**GOAL OF THE EXERCISE**
Reproduce the following lines word for word, in the same order.

[Start of PROVIDED DATA]

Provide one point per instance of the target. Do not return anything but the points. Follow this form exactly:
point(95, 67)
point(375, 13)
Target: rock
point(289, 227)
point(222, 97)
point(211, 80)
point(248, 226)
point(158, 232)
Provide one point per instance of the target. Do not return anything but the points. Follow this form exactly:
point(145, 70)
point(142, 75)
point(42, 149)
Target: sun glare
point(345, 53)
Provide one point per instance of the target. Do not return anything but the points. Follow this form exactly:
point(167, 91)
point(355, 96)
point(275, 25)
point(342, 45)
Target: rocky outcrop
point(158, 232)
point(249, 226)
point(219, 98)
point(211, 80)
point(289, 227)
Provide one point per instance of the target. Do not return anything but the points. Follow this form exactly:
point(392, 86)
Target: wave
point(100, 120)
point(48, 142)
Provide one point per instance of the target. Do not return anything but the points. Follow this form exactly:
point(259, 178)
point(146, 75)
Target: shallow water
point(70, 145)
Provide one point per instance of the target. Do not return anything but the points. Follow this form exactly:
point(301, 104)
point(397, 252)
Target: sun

[End of PROVIDED DATA]

**FINISHED TASK**
Provide one point per instance of the target. Do not return anything but the points. Follow this form exactly:
point(95, 67)
point(375, 13)
Target: rock
point(289, 227)
point(222, 97)
point(211, 80)
point(248, 226)
point(158, 232)
Provide one point per instance of the target. Do not return anything but the points. Follow this form exactly:
point(145, 70)
point(142, 75)
point(42, 149)
Target: sun glare
point(345, 53)
Provide one point per instance of the target. Do not return anything but the points. Follow this form exactly:
point(167, 91)
point(355, 96)
point(275, 25)
point(342, 45)
Target: rocky outcrop
point(158, 232)
point(249, 226)
point(219, 98)
point(211, 80)
point(289, 227)
Provide one point per instance of the target. Do not return anything but the points. Follow this form exactly:
point(392, 86)
Target: wave
point(100, 120)
point(48, 142)
Provide one point per instance of the target. Do not return anything but the points. Follow this form exactly:
point(259, 178)
point(146, 75)
Target: shallow water
point(70, 145)
Provide one point per instance of the target. Do not return anything but the points. Follow this form exactly:
point(301, 104)
point(397, 252)
Target: sun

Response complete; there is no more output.